Exercise: Rewrite the rows starting with the one containing "Annotation task — identify one point per instance of the cloud" and going on through the end of the rows, both ends included, with the requests as they stand. In the answers, rescale every point coordinate by 0.65 and round it to a whole number, halves up, and give only those rows.

Entries taken from a collection:
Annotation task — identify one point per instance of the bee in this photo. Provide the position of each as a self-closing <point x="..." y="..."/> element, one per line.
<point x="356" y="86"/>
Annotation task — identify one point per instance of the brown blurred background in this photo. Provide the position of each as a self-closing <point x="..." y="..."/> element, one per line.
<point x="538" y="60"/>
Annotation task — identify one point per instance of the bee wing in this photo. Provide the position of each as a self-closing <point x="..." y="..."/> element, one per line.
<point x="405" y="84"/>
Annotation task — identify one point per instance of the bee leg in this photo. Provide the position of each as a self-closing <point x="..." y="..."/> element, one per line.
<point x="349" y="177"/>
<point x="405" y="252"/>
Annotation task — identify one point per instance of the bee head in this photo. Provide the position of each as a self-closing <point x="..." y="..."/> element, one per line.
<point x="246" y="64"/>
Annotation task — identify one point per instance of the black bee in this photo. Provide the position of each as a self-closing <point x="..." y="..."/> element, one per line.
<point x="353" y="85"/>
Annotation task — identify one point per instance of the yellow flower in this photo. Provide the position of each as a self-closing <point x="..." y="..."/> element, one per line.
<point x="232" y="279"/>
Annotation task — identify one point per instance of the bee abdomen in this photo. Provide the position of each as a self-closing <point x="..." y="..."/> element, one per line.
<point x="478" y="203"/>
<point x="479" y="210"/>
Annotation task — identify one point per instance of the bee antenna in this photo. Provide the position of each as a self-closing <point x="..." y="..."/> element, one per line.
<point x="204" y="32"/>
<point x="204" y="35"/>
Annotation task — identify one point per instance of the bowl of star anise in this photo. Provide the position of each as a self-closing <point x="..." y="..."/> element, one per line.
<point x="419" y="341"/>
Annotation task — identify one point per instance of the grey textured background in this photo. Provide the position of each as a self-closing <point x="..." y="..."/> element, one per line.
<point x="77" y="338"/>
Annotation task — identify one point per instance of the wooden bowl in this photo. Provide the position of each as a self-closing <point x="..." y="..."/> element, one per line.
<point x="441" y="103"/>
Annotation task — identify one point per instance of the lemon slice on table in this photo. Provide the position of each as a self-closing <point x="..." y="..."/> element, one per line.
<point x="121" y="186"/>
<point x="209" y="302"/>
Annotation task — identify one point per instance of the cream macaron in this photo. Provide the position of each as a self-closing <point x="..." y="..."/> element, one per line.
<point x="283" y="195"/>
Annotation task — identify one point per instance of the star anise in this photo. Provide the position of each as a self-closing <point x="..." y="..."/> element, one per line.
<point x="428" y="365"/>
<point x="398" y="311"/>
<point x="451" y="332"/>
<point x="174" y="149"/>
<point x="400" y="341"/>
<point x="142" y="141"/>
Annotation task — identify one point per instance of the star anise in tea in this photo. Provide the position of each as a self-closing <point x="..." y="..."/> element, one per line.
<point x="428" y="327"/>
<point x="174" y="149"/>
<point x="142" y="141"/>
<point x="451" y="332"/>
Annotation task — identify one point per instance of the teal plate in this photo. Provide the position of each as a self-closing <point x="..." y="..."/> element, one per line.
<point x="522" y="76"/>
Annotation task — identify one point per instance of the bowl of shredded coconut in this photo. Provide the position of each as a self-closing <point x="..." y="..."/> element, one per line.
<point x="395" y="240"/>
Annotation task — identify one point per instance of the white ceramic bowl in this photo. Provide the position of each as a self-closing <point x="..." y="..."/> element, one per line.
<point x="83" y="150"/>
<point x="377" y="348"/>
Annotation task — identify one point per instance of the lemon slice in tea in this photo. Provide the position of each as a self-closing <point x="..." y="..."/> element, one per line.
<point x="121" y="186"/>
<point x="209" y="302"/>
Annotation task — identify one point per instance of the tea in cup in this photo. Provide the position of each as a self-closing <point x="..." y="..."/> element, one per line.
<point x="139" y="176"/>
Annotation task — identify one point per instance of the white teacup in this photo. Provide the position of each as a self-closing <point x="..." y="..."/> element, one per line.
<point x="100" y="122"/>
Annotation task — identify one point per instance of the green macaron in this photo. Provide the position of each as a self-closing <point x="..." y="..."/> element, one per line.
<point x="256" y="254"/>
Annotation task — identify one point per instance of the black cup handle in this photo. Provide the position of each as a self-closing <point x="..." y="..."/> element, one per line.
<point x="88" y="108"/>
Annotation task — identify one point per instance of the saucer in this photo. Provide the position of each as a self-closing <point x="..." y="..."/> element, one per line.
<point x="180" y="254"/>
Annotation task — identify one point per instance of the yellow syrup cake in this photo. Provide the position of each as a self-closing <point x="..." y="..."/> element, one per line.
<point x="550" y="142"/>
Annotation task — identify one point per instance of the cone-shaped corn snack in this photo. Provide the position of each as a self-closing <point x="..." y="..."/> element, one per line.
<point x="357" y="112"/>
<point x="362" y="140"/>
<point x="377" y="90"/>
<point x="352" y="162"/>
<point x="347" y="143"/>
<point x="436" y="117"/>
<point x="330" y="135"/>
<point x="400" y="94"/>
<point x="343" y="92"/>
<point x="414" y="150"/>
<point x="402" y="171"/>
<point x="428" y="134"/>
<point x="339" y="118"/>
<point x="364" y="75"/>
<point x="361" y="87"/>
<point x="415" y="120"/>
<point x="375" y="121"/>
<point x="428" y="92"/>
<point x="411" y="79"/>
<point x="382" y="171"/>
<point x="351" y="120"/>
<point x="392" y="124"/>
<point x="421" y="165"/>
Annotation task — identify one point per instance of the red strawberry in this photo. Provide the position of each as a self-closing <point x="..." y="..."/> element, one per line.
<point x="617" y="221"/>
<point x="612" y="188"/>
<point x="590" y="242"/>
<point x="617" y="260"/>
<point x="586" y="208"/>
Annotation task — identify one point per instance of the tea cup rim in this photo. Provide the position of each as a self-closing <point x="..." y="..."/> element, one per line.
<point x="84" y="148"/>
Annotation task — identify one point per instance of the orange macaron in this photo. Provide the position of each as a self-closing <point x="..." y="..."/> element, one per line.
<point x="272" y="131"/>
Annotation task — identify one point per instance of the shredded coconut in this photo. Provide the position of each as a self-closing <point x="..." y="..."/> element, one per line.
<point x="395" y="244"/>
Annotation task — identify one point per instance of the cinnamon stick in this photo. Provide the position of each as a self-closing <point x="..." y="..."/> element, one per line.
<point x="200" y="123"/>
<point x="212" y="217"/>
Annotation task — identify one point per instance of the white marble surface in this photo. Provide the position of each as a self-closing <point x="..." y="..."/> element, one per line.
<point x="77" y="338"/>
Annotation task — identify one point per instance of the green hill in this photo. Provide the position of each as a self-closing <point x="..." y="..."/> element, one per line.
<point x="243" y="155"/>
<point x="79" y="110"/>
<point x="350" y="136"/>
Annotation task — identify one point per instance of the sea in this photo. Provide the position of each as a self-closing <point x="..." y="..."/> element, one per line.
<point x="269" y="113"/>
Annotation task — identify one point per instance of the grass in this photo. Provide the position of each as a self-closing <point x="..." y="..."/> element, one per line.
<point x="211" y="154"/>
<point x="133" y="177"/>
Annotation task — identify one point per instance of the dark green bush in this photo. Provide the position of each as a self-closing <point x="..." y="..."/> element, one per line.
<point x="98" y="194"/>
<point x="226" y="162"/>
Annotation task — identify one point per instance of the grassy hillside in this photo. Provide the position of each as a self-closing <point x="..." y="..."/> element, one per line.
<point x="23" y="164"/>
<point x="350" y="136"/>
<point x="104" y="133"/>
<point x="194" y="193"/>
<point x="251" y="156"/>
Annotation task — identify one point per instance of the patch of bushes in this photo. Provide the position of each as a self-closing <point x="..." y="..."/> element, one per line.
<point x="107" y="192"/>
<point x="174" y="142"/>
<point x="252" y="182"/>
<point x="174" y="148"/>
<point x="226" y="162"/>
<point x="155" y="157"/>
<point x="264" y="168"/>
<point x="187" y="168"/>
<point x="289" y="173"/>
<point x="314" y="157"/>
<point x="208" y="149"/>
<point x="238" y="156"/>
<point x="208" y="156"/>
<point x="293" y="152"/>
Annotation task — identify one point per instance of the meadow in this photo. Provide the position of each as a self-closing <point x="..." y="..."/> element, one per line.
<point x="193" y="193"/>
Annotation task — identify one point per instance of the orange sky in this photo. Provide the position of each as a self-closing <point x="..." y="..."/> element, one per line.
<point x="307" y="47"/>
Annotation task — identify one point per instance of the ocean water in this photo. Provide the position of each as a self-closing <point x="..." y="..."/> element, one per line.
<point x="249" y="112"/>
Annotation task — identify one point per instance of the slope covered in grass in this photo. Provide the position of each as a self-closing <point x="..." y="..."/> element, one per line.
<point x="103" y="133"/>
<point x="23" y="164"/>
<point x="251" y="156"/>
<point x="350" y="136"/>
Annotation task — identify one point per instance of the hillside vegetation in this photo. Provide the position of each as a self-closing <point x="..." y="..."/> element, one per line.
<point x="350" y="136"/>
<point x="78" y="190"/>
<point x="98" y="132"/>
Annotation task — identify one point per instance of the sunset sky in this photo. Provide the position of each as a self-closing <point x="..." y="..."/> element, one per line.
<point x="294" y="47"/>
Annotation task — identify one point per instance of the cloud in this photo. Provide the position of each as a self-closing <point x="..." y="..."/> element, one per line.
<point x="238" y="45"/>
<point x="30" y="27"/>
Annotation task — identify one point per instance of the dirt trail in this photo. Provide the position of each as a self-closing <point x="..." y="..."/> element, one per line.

Exercise solution:
Annotation task — identify one point per instance of the cloud in this photo. Provide the position of each as a self-closing <point x="..." y="..."/> element, one per line.
<point x="155" y="29"/>
<point x="20" y="18"/>
Annotation task — identify one point per instance of the dirt trail in this photo. Provide the position of each as a self-closing <point x="..." y="..."/> element, one per line.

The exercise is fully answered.